» The problem
There is material below. Print exactly the lines starting at the line with "Target: white wall" and ending at the line with "Target: door frame", ends included, and no others.

» Records shown
----
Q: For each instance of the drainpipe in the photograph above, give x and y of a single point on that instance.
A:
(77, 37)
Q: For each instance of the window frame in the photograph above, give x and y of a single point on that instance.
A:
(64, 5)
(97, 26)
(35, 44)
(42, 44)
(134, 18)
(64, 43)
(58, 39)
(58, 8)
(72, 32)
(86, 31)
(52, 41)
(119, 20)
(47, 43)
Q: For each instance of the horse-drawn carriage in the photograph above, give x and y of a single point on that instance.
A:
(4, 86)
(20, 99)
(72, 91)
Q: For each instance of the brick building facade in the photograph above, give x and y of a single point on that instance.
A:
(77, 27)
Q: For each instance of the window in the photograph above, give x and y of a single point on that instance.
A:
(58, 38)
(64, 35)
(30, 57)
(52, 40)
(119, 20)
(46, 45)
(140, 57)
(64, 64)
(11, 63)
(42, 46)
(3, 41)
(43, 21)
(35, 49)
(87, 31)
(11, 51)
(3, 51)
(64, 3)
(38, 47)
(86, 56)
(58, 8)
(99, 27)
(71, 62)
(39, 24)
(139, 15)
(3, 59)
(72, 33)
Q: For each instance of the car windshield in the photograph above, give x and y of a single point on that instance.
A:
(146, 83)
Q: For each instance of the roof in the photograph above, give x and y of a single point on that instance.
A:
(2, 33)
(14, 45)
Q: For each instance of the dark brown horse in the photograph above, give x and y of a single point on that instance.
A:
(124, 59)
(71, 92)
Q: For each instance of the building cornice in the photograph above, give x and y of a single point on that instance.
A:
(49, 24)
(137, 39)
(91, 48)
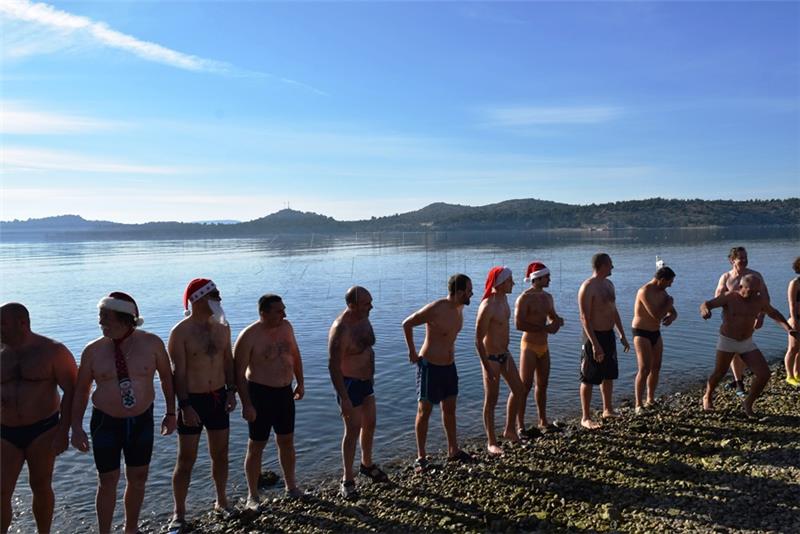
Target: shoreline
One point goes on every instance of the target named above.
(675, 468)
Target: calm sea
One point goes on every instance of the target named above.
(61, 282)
----
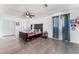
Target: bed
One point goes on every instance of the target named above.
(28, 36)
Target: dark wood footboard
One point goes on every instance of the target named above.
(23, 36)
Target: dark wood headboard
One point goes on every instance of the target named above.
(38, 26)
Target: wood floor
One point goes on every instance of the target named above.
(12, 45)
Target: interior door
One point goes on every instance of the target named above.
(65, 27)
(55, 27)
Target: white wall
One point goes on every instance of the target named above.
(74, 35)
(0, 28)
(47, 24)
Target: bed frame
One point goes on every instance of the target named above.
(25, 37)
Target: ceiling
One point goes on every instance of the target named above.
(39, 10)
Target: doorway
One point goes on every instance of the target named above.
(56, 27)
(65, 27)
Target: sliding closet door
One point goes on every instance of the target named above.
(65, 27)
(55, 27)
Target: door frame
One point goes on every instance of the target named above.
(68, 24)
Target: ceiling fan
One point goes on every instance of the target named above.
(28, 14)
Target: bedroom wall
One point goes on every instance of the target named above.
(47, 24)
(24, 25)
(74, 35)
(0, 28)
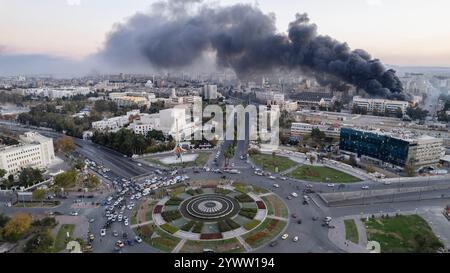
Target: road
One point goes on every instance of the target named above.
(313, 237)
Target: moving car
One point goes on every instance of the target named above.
----
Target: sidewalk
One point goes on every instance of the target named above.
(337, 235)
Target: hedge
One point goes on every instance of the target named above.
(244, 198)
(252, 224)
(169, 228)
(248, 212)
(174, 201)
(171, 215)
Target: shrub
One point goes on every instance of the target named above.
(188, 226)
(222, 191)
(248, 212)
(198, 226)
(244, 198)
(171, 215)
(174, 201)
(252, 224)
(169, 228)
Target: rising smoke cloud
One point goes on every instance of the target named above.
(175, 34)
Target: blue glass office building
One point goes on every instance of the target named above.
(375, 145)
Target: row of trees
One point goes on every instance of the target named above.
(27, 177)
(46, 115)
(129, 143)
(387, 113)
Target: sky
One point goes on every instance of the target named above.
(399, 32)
----
» Reply
Target: white wall
One point goes on every instance of the target named above.
(74, 35)
(0, 28)
(47, 24)
Target: bed frame
One point goes on every instance of the target named above.
(25, 37)
Target: ceiling
One point goes on every instance of the target named above.
(39, 10)
Target: doorway
One point goes on every instance of the target named above.
(56, 27)
(65, 27)
Target: sliding closet door
One point goes on every instance of the target named above.
(65, 27)
(55, 27)
Target: door frame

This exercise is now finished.